Problem description -
As a numbered list, give the lines of the listing below from the one containing "Can you see the child's" through the one containing "(1055, 549)", both included. Leave out blank lines.

*** Data provided

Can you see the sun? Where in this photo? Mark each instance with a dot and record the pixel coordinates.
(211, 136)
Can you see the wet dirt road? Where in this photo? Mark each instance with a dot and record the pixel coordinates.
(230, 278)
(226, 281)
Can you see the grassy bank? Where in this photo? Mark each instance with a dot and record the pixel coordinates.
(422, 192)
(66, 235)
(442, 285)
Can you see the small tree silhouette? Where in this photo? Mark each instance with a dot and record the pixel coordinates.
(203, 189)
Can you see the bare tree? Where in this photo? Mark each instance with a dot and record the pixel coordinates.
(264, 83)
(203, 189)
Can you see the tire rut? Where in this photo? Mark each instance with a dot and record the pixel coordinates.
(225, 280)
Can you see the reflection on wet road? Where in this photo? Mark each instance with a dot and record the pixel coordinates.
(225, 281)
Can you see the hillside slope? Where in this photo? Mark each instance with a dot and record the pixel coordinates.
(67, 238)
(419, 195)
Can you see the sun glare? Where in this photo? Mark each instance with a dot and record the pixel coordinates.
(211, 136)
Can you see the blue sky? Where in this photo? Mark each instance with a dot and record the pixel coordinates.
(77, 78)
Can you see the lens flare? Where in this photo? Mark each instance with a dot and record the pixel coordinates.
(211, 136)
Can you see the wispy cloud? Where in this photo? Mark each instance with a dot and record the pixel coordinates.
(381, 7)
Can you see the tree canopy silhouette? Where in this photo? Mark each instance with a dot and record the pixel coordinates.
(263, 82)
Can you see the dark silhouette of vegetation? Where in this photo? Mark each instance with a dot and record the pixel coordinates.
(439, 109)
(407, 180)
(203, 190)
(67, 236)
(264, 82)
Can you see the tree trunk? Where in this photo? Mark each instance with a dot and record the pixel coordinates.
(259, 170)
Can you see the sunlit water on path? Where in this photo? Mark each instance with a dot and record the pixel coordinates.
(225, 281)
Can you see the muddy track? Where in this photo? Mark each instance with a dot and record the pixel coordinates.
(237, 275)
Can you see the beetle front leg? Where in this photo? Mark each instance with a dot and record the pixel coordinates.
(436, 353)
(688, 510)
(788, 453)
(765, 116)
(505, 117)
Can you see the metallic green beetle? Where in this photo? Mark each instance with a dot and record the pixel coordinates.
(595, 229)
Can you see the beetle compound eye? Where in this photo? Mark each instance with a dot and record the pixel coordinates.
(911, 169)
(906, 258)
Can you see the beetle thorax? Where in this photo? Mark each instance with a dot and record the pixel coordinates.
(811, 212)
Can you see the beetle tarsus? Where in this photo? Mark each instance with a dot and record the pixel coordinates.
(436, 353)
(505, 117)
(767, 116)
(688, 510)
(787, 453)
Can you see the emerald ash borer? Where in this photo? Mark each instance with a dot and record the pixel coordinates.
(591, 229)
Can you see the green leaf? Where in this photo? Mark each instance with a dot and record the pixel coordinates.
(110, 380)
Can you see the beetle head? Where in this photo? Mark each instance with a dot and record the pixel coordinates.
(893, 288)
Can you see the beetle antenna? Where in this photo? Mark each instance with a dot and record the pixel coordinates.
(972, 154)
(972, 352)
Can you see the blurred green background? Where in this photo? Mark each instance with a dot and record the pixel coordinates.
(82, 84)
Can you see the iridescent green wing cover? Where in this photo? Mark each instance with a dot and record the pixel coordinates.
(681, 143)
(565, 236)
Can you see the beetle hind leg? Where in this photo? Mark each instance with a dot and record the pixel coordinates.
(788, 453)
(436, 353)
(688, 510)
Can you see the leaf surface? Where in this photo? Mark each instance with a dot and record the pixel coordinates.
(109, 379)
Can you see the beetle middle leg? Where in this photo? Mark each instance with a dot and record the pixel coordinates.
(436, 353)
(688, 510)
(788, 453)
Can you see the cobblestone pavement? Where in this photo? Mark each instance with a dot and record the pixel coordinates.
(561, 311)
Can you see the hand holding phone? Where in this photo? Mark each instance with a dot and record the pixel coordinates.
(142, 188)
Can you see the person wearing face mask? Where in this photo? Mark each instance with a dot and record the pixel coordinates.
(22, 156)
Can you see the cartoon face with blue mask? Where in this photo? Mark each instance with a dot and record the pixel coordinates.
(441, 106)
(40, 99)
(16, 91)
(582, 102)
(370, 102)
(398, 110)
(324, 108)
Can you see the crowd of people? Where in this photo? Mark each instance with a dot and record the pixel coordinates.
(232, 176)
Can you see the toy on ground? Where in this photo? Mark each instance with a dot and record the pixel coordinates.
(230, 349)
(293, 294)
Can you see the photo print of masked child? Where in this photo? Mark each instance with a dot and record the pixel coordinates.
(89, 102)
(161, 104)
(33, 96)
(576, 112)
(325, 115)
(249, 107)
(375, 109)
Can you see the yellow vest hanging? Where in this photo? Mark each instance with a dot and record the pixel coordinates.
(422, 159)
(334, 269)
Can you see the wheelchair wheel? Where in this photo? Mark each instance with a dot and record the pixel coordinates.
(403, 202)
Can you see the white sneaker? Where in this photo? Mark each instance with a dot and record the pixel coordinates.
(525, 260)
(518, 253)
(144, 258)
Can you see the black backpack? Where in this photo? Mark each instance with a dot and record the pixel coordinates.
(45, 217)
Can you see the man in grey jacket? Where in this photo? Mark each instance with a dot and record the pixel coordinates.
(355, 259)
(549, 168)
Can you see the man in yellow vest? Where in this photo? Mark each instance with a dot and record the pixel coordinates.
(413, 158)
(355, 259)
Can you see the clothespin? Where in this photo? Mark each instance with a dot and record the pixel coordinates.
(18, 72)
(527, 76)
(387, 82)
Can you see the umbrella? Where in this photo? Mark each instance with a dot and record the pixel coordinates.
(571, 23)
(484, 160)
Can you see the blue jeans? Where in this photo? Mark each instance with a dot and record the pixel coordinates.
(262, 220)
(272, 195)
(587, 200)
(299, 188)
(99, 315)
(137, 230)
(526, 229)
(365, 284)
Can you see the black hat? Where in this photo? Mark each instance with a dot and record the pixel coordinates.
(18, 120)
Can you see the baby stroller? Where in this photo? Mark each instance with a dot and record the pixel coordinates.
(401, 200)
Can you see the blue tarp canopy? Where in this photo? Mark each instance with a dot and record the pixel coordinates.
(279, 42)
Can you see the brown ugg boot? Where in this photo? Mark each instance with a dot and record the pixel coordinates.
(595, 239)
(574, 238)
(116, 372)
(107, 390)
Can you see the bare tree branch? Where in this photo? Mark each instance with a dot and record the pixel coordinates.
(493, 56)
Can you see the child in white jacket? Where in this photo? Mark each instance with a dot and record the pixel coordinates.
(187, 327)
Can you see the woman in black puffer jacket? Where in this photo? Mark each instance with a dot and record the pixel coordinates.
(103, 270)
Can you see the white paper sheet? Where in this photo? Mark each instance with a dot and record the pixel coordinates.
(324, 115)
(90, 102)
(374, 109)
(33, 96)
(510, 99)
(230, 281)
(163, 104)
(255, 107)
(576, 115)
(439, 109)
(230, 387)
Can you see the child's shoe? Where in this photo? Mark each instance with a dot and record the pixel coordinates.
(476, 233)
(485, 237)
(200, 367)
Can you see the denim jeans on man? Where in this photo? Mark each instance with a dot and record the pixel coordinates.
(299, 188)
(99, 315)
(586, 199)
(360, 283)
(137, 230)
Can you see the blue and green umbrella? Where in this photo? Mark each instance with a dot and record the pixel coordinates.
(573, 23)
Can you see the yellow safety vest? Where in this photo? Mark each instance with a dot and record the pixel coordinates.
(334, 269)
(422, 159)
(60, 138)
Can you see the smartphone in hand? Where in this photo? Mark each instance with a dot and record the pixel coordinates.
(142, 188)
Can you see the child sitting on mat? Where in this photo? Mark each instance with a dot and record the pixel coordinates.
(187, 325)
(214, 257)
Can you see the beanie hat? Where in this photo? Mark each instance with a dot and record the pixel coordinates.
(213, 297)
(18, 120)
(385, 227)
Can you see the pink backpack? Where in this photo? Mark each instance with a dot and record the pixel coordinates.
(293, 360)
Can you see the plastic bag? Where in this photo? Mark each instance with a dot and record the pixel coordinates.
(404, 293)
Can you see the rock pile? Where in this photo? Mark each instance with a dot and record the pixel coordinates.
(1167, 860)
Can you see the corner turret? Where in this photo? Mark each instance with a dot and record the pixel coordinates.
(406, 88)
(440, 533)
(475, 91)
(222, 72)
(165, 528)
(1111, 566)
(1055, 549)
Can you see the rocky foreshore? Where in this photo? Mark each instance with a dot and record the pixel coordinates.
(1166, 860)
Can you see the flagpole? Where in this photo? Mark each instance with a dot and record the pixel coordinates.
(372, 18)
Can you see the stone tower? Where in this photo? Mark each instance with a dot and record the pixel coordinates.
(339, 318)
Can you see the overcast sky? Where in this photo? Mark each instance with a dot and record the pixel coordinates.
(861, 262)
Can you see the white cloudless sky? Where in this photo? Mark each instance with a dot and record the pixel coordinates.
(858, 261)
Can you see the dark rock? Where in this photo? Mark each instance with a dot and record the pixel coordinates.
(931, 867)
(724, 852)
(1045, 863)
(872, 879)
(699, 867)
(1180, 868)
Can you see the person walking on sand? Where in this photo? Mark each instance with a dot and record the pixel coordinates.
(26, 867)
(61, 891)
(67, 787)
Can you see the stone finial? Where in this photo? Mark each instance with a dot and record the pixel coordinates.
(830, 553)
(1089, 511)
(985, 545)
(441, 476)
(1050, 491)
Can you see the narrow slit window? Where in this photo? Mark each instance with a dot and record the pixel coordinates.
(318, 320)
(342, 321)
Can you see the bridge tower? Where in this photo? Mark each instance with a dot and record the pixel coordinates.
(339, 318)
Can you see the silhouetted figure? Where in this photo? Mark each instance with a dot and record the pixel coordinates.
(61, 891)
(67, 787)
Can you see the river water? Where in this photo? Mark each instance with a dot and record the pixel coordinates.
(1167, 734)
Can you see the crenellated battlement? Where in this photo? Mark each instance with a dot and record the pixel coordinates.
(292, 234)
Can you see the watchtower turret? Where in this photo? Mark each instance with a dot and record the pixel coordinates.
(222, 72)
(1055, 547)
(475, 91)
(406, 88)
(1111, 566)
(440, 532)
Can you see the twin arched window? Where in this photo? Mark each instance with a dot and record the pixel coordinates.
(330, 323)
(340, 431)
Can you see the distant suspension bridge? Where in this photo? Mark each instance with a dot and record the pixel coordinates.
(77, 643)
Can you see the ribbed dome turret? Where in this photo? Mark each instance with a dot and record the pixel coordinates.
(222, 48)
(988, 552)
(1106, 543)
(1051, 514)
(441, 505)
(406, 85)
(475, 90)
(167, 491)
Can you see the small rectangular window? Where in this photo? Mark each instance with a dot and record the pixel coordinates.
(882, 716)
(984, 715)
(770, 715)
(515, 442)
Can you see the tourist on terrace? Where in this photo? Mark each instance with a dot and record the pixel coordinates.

******

Finished exercise -
1. Can you see the child's shoe? Where in this photo? Mark each instance with a dot and record the pixel coordinates.
2. (476, 233)
3. (485, 237)
4. (200, 367)
5. Can you see the denim jeans on man? Where in this photo? Mark each instance with a dot and record the pixel coordinates.
6. (299, 188)
7. (99, 315)
8. (586, 199)
9. (360, 283)
10. (137, 230)
11. Can you see the blue and green umbrella? Where in this photo? Mark each instance with a dot and record the pixel coordinates.
12. (573, 23)
13. Can you see the yellow safety vest? Where in this photo? Mark each instance with a dot and record the pixel coordinates.
14. (334, 269)
15. (422, 159)
16. (60, 138)
17. Can you see the smartphone in hand? Where in this photo? Mark each instance with a dot and record the pixel coordinates.
18. (142, 188)
19. Can you see the child sitting on mat? Where in this photo? Mark each instance with a dot and record the pixel coordinates.
20. (187, 325)
21. (214, 257)
22. Can you see the beanie hat? Where in this photo? Mark each instance with a dot and record the pixel coordinates.
23. (213, 297)
24. (18, 120)
25. (385, 227)
26. Can you see the pink backpack? Where in this photo? Mark each instance with a dot and record the pixel coordinates.
27. (293, 360)
28. Can you see the plastic bag? Where in this photo? Mark each instance with a dot and record the pixel coordinates.
29. (404, 293)
30. Can you see the rock pile? Where in this photo? Mark each instance with a dot and record the pixel coordinates.
31. (1167, 860)
32. Can you see the corner turret? Where in this photo? Mark each instance with a dot and record the pixel coordinates.
33. (406, 88)
34. (440, 533)
35. (475, 91)
36. (222, 72)
37. (165, 528)
38. (1111, 566)
39. (1055, 549)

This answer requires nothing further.